§ The problem
For this exercise, retype every record below exactly and keep the pictures out.

§ Provided information
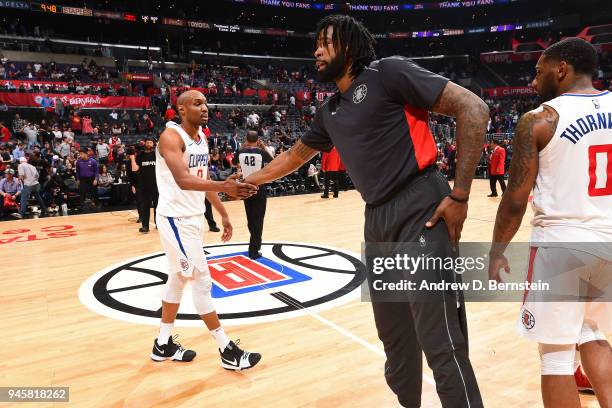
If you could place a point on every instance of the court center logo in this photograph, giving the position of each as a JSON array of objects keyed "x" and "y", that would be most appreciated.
[
  {"x": 289, "y": 280},
  {"x": 360, "y": 93}
]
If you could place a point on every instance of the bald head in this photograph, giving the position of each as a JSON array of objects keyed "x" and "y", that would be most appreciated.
[
  {"x": 192, "y": 108},
  {"x": 252, "y": 136},
  {"x": 187, "y": 97}
]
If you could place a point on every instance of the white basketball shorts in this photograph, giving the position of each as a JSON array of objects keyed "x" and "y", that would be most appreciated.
[
  {"x": 570, "y": 272},
  {"x": 181, "y": 238}
]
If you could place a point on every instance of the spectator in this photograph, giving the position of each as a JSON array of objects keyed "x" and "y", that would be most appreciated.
[
  {"x": 87, "y": 175},
  {"x": 497, "y": 168},
  {"x": 87, "y": 125},
  {"x": 60, "y": 109},
  {"x": 330, "y": 165},
  {"x": 68, "y": 134},
  {"x": 65, "y": 147},
  {"x": 102, "y": 151},
  {"x": 56, "y": 191},
  {"x": 29, "y": 177},
  {"x": 114, "y": 116},
  {"x": 105, "y": 181},
  {"x": 18, "y": 153},
  {"x": 170, "y": 114},
  {"x": 114, "y": 140},
  {"x": 215, "y": 141},
  {"x": 5, "y": 133},
  {"x": 233, "y": 143},
  {"x": 18, "y": 125},
  {"x": 57, "y": 133},
  {"x": 5, "y": 158},
  {"x": 10, "y": 189}
]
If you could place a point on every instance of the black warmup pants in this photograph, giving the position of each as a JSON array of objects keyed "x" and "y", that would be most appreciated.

§ Solution to the problem
If you could place a point on every instance of the court center logo in this photograph, giving the position of each as a JSON array of objects keyed "x" and "y", that would be most appreciated.
[
  {"x": 289, "y": 280},
  {"x": 360, "y": 93}
]
If you could place a point on every instance of the bald head in this photograph, giving the position of each as a JSON array of objects keyed "x" and "y", that would be most appreciated.
[
  {"x": 192, "y": 108},
  {"x": 252, "y": 136},
  {"x": 187, "y": 97}
]
If you could place a point on every instance of the white basketball shorts in this photograph, giving the position of each as a JSON array of objects keyed "x" and "y", that would be most appreciated.
[
  {"x": 570, "y": 272},
  {"x": 181, "y": 238}
]
If you could place a point on every instance of the spectator in this photograph, giving the position of each as a JSON array of objects keyed "x" and "y", that would be most appreciated.
[
  {"x": 87, "y": 175},
  {"x": 497, "y": 168},
  {"x": 87, "y": 125},
  {"x": 60, "y": 109},
  {"x": 330, "y": 165},
  {"x": 68, "y": 134},
  {"x": 65, "y": 147},
  {"x": 102, "y": 151},
  {"x": 56, "y": 191},
  {"x": 29, "y": 177},
  {"x": 114, "y": 116},
  {"x": 105, "y": 181},
  {"x": 18, "y": 153},
  {"x": 170, "y": 114},
  {"x": 114, "y": 140},
  {"x": 215, "y": 141},
  {"x": 5, "y": 133},
  {"x": 233, "y": 143},
  {"x": 18, "y": 125},
  {"x": 57, "y": 133},
  {"x": 5, "y": 158},
  {"x": 10, "y": 189}
]
If you could place a point on every instance of the black warmup pants in this photograph, giving the position of each as a JSON array of objects keyed "x" and "y", that would be most appreciated.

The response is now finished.